* **Extract**
In the early period of Infrared, Haz built a loyal following based on a cage match approach to the wider online parasocial left. His strategy was to approach each day online as a battlefield amidst a wider war to defeat what he names “leftism,” which he and his followers define as the collective ideological tendency of the existing American left. In a founding manifesto of MAGA Communism, Haz and Infrared argue that a new “metaphysical” alternative to leftism needs to emerge to usher in a new multipolar imperial arrangement of power in which American hegemony is “dis-aligned.” Haz’s followers are known as “The Guerillas,”[6] an homage to the task of making guerilla warfare on existing leftism and an admission that their community is centered around the silverback alpha of Haz himself. Infrared argues that the primary schism of politics is not between left and right. Rather, it is between a nascent “partisanship” ideology, which draws people into a general antagonism with the status quo, and “leftism,” which represents all expressions of the existing left, and which is in total embrace of the status quo. In the manifesto, they write:

The distinction between left and right is displaced by the distinction between Leftism (which increasingly takes, in political reality, the form of an ‘apolitical Center’) and Partisanship, the latter including all manner of eclectic, wild, fringe ideologies which appear ‘all over the political spectrum.’ It appears as such, not because of any mystical ‘Nazbol vortex’ or profound metaphysical significance of fascism – but because it represents, in the final analysis, a denial of modern political form itself. In contrast to ‘third position syncretism,’ partisan political ideologies are properly chaotic, being defined only by their unpredictability from the standpoint of modern political consciousness.

The strategy of MAGA Communism is thus to promote a radical “hyperstitional” disruption from within the MAGA base of followers, whom they see as the antagonistic agents capable of disrupting contemporary leftism. But this idea that inside the onion of the Trump MAGA movement is the beating heart of the American proletariat leads Infrared to positions that effectively tail the Republican Party. This is precisely because so much of the content of their political controversies revolves around the embrace of the very same culture war positions the mainstream Republican Party champions. Most detrimentally, this culture war pandering to the right leads Infrared to adopt a narrow empirical definition of what constitutes the working class, leading them to deny, for example, that baristas or service workers are part of the proletariat.

But despite these basic contradictions in its understanding of the working class and MAGA, Infrared’s core problem is that it only measures its success by the performance of their leader. In his bios, Haz curiously describes himself as a “comedian” and the “undefeated Tankie Warlord.” Haz hosts nightly streams for a loyal following of between 600 to 1,000 “Guerillas” consisting of lighthearted comedy to armchair theory, to the occasional cage match debate with a leftist. Haz sees himself as a Marxist theoretician and at the core of his idiosyncratic blend of Marxist-Leninist thought is the reactionary thought of Russian philosopher Aleksander Dugin. Dugin is the master thinker who most importantly provides the strategy for thinking civilizational “multipolarity,” or the emergence of a post-unipolar, post-American-dominated world scene. Dugin argues that war and violence are necessary to initiate a break from leftism and liberalism. Dugin thus gives Infrared a global perspective on the wider aim to destroy leftism and, as a result, they frequently celebrate and embrace repressive and authoritarian regimes such as North Korea, and they understand Putin’s Russia to be in line with a wider socialist and communist vision.

* **Supplied material**
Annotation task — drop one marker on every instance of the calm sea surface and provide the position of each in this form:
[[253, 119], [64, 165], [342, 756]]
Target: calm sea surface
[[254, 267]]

* **Task prompt**
Can you reproduce, word for word, the part of the Infrared text above that runs from "The distinction between left and" to "modern political consciousness."?

* **Answer**
The distinction between left and right is displaced by the distinction between Leftism (which increasingly takes, in political reality, the form of an ‘apolitical Center’) and Partisanship, the latter including all manner of eclectic, wild, fringe ideologies which appear ‘all over the political spectrum.’ It appears as such, not because of any mystical ‘Nazbol vortex’ or profound metaphysical significance of fascism – but because it represents, in the final analysis, a denial of modern political form itself. In contrast to ‘third position syncretism,’ partisan political ideologies are properly chaotic, being defined only by their unpredictability from the standpoint of modern political consciousness.